Text shown:

It is known to manually apply liquid sterilizing agents and solutions on exposed surfaces, such as on food packaging equipment and to the floor surrounding the food packaging equipment. For example, this has been achieved by application through a hose or mop directly on the desired equipment or surface. However, such a method is time and labor intensive and cannot ensure that either the surrounding atmosphere or nonexposed surfaces of the equipment have been sterilized.
A need exists for a less labor intensive method for sterilizing a food packaging area that is reliable and easily repeatable. A need exists for a method for sterilizing a food packaging area that is less time consuming. A need also exists for a precise method of obtaining a desired level of sterility in the atmosphere and all surfaces of food packaging equipment and the room containing that equipment. Merely applying a liquid sterilizing agent to equipment does not provide uniform exposure to all areas of the food packaging equipment and the surrounding atmosphere of the room, such as in a clean room, for example. A need exists to sterilize the nonexposed surfaces and the atmosphere in the room, and to minimize the waste of the sterilizing agent during the sterilization process.

Given information:
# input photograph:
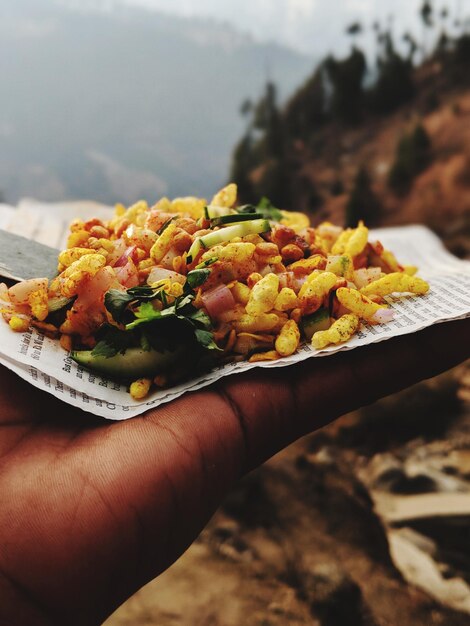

Brief 1:
Rewrite the passage on sterilizing food packaging areas, beginning at the words "It is known" and stopping after "have been sterilized.", with "mop" replaced by "brush".
Brief 2:
Write the next part of the passage on sterilizing food packaging areas, starting after its final sentence.

Written response 1:
It is known to manually apply liquid sterilizing agents and solutions on exposed surfaces, such as on food packaging equipment and to the floor surrounding the food packaging equipment. For example, this has been achieved by application through a hose or brush directly on the desired equipment or surface. However, such a method is time and labor intensive and cannot ensure that either the surrounding atmosphere or nonexposed surfaces of the equipment have been sterilized.

Written response 2:
In accordance with one aspect of the present invention, a method of sterilizing a food packaging area or room is provided that is especially suited for automation. This method comprises introducing a sterilizing agent into the atmosphere of the food packaging area or room to create an aerosol suspension containing the sterilizing agent and distributing the atmospheric aerosol suspension for a sufficient time and in a sufficient concentration to reduce the microorganism concentration in the atmosphere to desired levels and on the surfaces in the area that are to be sterilized. Typically, the desired level of sterility is to achieve sterilization in the area. The sterilizing agent is preferably contained in an aerosol suspension and condenses on various surfaces. By “aerosol”, applicant means a suspension of liquid particles in the atmosphere, which particles may be in the colloidal size range (typically the colloidal size range is about 1 millimicron to about 1 micron), such as a gas, fog, mist, or fine spray or droplet.
For purposes of the present invention, “surface(s)” refers to the surface(s) of the walls, floor, ceiling, food processing equipment and any other thing present in the area or room that is exposed to the atmosphere of the area or room (i.e., air in the room contacts the surface of the walls and floor), the surface of which is to be sterilized. For purposes of the present invention, “exposed surface(s)” refer to any surface(s) that are readily accessible to direct spraying. For purposes of the present invention, “nonexposed surface(s)” refers to any surface(s) which are not readily accessible to direct spraying. For example, a box with spaced apart slats would contain exposed surfaces on the outside of the box and nonexposed surfaces which are inside the slats on the box yet still open to the atmosphere. It should be noted that the box in this example may contain parts which are neither exposed surfaces nor nonexposed surfaces if interior portions are completely isolated from the atmosphere. A vented enclosure for equipment may have exterior surfaces that are “exposed” and interior surfaces that are unexposed but open to the atmosphere and hence a “nonexposed surface” in accordance with the invention. Similarly, a surface such as the interior of an incandescent bulb or cathode ray tube is neither an “exposed surface” nor a “nonexposed surface” and for purposes of the invention is a “closed surface” (i.e., a surface that is not exposed to the atmosphere). The present invention is not applicable to such closed surfaces.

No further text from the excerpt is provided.